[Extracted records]

+ + +

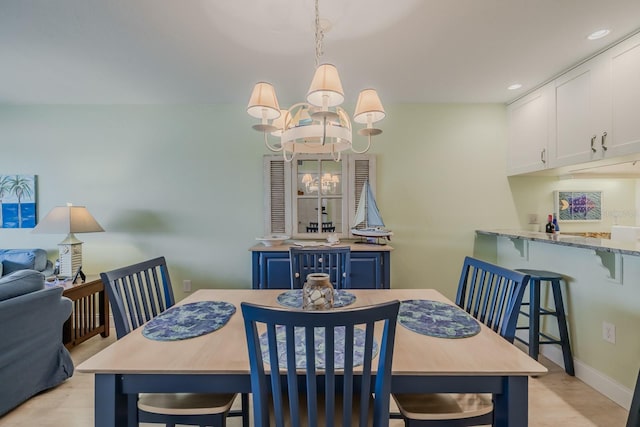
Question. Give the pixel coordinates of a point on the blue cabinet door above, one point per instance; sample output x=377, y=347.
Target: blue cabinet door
x=369, y=270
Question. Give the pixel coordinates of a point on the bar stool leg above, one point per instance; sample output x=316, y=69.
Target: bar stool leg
x=534, y=318
x=562, y=328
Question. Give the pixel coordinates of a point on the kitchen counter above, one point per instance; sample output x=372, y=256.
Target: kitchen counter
x=606, y=245
x=601, y=286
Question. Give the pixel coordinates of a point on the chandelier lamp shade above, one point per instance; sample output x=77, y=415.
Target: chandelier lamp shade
x=319, y=125
x=68, y=219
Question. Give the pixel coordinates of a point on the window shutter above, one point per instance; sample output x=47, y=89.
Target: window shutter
x=278, y=191
x=276, y=195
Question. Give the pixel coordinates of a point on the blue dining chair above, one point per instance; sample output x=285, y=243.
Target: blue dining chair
x=319, y=390
x=138, y=293
x=491, y=294
x=336, y=262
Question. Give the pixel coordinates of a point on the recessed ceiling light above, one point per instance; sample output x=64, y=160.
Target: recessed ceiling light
x=598, y=34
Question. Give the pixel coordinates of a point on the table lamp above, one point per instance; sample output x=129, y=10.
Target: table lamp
x=68, y=219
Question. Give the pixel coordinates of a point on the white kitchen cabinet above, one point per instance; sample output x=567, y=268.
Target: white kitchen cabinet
x=589, y=113
x=583, y=113
x=624, y=61
x=530, y=127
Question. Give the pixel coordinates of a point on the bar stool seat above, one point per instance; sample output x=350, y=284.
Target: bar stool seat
x=535, y=312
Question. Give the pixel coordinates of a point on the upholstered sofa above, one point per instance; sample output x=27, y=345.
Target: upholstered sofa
x=24, y=259
x=32, y=356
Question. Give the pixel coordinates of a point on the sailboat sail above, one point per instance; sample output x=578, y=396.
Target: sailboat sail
x=367, y=211
x=368, y=216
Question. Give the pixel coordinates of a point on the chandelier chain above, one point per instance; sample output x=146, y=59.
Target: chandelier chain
x=319, y=36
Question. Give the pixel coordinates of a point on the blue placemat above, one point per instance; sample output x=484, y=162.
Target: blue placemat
x=437, y=319
x=293, y=298
x=189, y=320
x=358, y=356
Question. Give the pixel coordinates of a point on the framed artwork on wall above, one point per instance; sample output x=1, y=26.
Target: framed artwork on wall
x=17, y=201
x=578, y=205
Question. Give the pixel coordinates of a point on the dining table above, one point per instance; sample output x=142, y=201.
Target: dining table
x=218, y=361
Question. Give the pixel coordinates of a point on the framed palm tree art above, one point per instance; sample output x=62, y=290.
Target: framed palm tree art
x=17, y=201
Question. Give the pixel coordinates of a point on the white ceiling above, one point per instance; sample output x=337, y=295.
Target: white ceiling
x=213, y=51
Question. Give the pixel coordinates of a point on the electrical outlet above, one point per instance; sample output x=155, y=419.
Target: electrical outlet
x=609, y=332
x=186, y=285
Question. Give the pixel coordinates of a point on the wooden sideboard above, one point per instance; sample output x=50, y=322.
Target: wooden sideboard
x=370, y=266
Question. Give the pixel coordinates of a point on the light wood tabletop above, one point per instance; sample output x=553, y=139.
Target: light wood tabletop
x=484, y=362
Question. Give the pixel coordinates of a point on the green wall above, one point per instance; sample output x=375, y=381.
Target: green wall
x=186, y=182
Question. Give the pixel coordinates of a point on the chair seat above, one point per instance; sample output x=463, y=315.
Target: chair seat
x=185, y=403
x=443, y=406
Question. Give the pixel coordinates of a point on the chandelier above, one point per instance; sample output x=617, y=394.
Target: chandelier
x=320, y=125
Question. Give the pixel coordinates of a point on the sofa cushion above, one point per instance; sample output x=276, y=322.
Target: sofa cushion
x=14, y=261
x=23, y=259
x=19, y=283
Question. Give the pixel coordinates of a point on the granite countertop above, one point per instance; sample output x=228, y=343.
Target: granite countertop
x=629, y=248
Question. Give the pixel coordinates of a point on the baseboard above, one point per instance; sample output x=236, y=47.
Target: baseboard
x=588, y=375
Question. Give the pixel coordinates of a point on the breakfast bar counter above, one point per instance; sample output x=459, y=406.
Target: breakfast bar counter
x=601, y=287
x=607, y=245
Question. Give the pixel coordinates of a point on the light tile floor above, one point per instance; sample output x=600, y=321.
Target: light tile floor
x=555, y=400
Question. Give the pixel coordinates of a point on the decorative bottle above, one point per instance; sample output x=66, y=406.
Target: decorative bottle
x=550, y=228
x=317, y=292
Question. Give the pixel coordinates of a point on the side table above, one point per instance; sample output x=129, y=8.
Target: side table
x=90, y=315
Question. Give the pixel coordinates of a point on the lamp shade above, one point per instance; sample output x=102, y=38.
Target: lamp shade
x=368, y=106
x=263, y=102
x=68, y=219
x=326, y=85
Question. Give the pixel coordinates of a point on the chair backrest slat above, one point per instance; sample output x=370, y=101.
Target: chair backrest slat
x=492, y=294
x=633, y=420
x=334, y=386
x=336, y=262
x=138, y=293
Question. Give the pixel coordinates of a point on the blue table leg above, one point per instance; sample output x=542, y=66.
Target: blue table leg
x=534, y=319
x=111, y=405
x=512, y=407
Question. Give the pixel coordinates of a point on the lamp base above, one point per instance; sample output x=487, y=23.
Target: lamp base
x=70, y=258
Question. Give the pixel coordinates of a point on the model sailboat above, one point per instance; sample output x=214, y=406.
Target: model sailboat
x=368, y=215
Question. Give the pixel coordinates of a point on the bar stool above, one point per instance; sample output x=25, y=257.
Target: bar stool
x=535, y=312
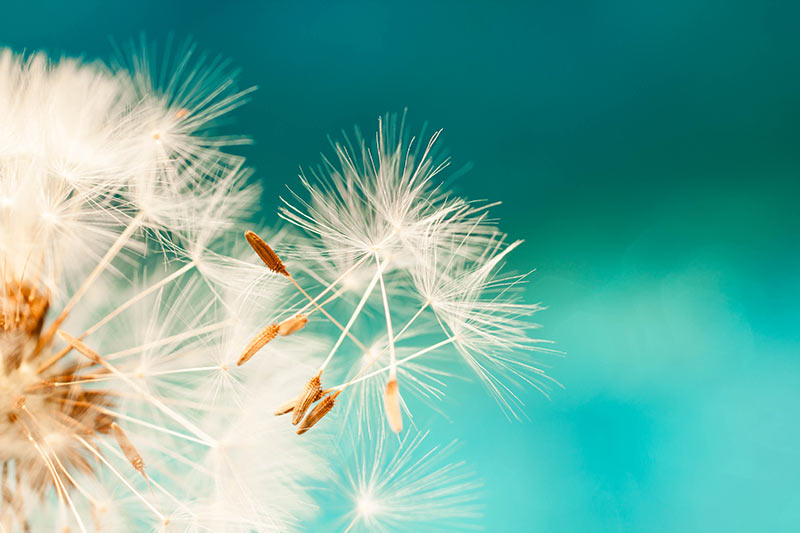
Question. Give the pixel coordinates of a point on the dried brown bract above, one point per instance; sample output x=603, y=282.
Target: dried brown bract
x=316, y=414
x=258, y=342
x=293, y=324
x=267, y=254
x=131, y=453
x=307, y=397
x=391, y=402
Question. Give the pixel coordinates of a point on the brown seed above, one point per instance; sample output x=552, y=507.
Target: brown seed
x=131, y=454
x=258, y=342
x=316, y=414
x=290, y=325
x=288, y=407
x=306, y=398
x=267, y=254
x=80, y=346
x=391, y=402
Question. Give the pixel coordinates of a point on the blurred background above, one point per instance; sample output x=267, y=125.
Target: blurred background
x=648, y=154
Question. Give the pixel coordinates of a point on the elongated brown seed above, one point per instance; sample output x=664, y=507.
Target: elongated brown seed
x=306, y=398
x=320, y=410
x=288, y=407
x=293, y=324
x=258, y=342
x=267, y=254
x=131, y=454
x=391, y=401
x=80, y=346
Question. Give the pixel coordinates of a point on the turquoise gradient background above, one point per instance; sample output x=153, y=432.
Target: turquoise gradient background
x=646, y=151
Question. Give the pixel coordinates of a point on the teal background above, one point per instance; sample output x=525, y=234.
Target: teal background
x=648, y=154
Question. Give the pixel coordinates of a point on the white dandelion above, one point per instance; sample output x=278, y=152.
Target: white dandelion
x=406, y=485
x=390, y=250
x=120, y=406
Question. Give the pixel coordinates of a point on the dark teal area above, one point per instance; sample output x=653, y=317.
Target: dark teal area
x=646, y=151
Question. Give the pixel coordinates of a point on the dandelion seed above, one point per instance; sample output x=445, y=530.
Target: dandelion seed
x=258, y=342
x=391, y=402
x=317, y=413
x=267, y=254
x=292, y=325
x=133, y=456
x=309, y=395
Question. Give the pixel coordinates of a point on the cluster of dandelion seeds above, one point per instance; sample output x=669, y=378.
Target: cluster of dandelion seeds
x=155, y=365
x=395, y=256
x=120, y=406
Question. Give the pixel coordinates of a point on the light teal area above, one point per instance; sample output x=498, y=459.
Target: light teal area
x=646, y=151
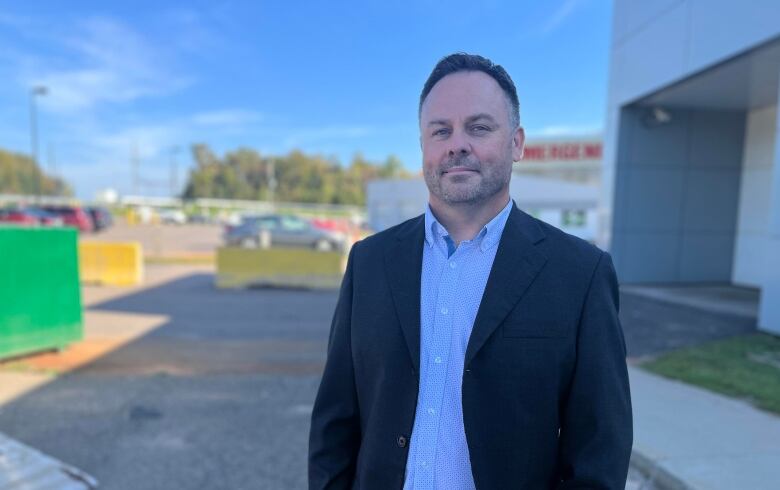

+ + +

WHAT IS NEEDED: Return, without alteration, the stretch of rows from the line containing "Question. Give the pixel coordinates of a point on the dandelion" through the end of the rows, including both ends. Omit the pictures from your answer.

RESPONSE:
Question. Give the pixel coordinates of a point on the dandelion seed above, one point per instance; sample output x=445, y=530.
Target: dandelion seed
x=258, y=342
x=391, y=402
x=317, y=413
x=267, y=254
x=292, y=325
x=133, y=456
x=309, y=395
Question. Give the pixel coordinates of a point on the cluster of dandelion seeds above, one point per instance; sample output x=669, y=378.
Target: cluster of dandelion seeds
x=155, y=365
x=395, y=256
x=120, y=406
Question. Give the pixel coordinates of a point on the light teal area above, one point per instance; sample output x=498, y=459.
Target: light teal area
x=646, y=151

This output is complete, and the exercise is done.